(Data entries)
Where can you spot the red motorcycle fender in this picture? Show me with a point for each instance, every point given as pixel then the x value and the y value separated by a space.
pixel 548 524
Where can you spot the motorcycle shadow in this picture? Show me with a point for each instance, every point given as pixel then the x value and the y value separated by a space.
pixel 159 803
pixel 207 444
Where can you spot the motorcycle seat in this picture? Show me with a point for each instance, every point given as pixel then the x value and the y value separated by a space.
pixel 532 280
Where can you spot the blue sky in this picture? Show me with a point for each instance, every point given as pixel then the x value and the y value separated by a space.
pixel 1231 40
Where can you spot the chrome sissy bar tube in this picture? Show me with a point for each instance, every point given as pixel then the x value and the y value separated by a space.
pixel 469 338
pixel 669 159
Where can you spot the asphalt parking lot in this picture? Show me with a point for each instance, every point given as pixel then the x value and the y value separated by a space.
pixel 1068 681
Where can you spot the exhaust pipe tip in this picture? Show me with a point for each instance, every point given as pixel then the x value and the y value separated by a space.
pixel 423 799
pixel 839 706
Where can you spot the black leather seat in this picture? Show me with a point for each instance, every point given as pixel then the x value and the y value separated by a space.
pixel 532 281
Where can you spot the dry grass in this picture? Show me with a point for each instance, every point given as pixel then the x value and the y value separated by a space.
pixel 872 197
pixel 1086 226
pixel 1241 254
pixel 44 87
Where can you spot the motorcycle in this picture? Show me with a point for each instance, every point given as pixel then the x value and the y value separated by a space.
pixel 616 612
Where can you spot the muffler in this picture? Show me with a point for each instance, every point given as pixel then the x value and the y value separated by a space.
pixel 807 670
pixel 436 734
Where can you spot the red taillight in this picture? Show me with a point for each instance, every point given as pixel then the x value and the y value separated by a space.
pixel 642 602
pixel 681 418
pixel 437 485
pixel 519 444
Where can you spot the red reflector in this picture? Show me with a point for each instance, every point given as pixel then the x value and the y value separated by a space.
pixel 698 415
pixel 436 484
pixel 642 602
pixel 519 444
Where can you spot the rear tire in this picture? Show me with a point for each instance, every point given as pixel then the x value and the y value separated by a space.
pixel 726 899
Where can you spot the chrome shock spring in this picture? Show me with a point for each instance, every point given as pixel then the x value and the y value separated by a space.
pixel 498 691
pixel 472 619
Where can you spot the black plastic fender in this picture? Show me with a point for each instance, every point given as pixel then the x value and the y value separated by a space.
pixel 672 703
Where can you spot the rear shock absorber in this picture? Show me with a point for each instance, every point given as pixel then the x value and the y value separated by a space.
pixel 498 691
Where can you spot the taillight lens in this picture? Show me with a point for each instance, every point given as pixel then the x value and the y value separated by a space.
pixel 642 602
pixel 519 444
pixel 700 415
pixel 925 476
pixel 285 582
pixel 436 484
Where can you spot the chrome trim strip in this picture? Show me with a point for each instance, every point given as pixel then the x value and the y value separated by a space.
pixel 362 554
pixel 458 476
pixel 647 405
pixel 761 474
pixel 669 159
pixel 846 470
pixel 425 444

● **DIRECTIONS**
Write the data out in full, matching every line exactly.

● **ANSWER BELOW**
Where can you spot the red motorcycle fender in this picture? Show me with a point for each instance, every point given as pixel then the x value and the y value separated by a space.
pixel 548 524
Where can you spot the motorcycle shadow in this picture? Show me with a point for each instance, every point given as pixel then the x value and the y value separated by a space.
pixel 159 803
pixel 207 444
Where can you spot the motorcycle seat in this picture? Show me with a point for each instance, every point given as pixel then the x value and the y value separated by a space.
pixel 532 280
Where can you spot the blue sky in this picture? Show me with a point for each instance, every point given as pixel then the x value and the y value separated by a space.
pixel 1231 40
Where can you spot the chrome sissy bar tube in this picture? Show me with a point for each instance, every point given as pixel then the x value and the y value separated by a space.
pixel 469 338
pixel 669 159
Where can you spot the asphalt parking lot in this picture? Show me with a point for each instance, every point given as pixel then the x value and the y value separated by a space.
pixel 1068 681
Where can you spot the exhaust pipe tip in this picture? Show me with a point for each instance, every point given as pixel then the x value and the y value separated by a space.
pixel 423 799
pixel 839 706
Where can you spot the black leather seat in this picture? Show me with a point for each instance, every point given as pixel then the x value and the y value separated by a space.
pixel 532 281
Where can you spot the dry grass in this picture? Show me with a point for each instance, every point given as pixel then the x value and the y value separated by a space.
pixel 872 197
pixel 1086 226
pixel 1241 254
pixel 44 87
Where can you spot the motorcycle in this picture? Show me with a point for each instance, every point given as pixel then the x value and the y value separated by a space.
pixel 616 612
Where can you spot the muffler in this picture? Show me with a point for each instance, every point given as pixel then the x value and the y value separated by a space.
pixel 807 670
pixel 436 734
Where can you spot the red taillight in this picture? Show me with a point for each instance, every point given as pixel then the x value and the y value separated by a space.
pixel 642 602
pixel 681 418
pixel 437 485
pixel 519 444
Where can you spot the red reflector in this picture? Show me with a point for each instance, every point given as pixel then the x value and the y value separated by a space.
pixel 698 415
pixel 436 484
pixel 642 602
pixel 519 444
Where can you spot the rear tire in this picture? Show me with a point for each instance, every point given as pixel then the x value and the y value separated by a space.
pixel 726 899
Where can you spot the chrome shock spring in this picture? Show me with a point for each instance, every point given as pixel then the x value and the y value separated by a space.
pixel 498 691
pixel 472 619
Where can you spot the black plastic fender in this picture? Show me with a point for each instance, every point given as pixel then the x value and the y value separated by a space.
pixel 672 703
Where can you spot the rear shock absorber in this picture? Show me with a point for each instance, every point given as pixel then the x value and the y value separated by a space.
pixel 498 691
Where can you spot the taillight lens in this picture? Show me with a point for each instance, every point given as pixel then the x value and the y value separated by a space.
pixel 642 602
pixel 519 444
pixel 700 415
pixel 925 476
pixel 285 582
pixel 436 484
Where can you spot the chrome trim strip in this picture? Show me with a point for each instance, every point given as pixel then the x value and the y value separated by a space.
pixel 362 554
pixel 458 476
pixel 647 405
pixel 761 474
pixel 669 159
pixel 846 470
pixel 425 444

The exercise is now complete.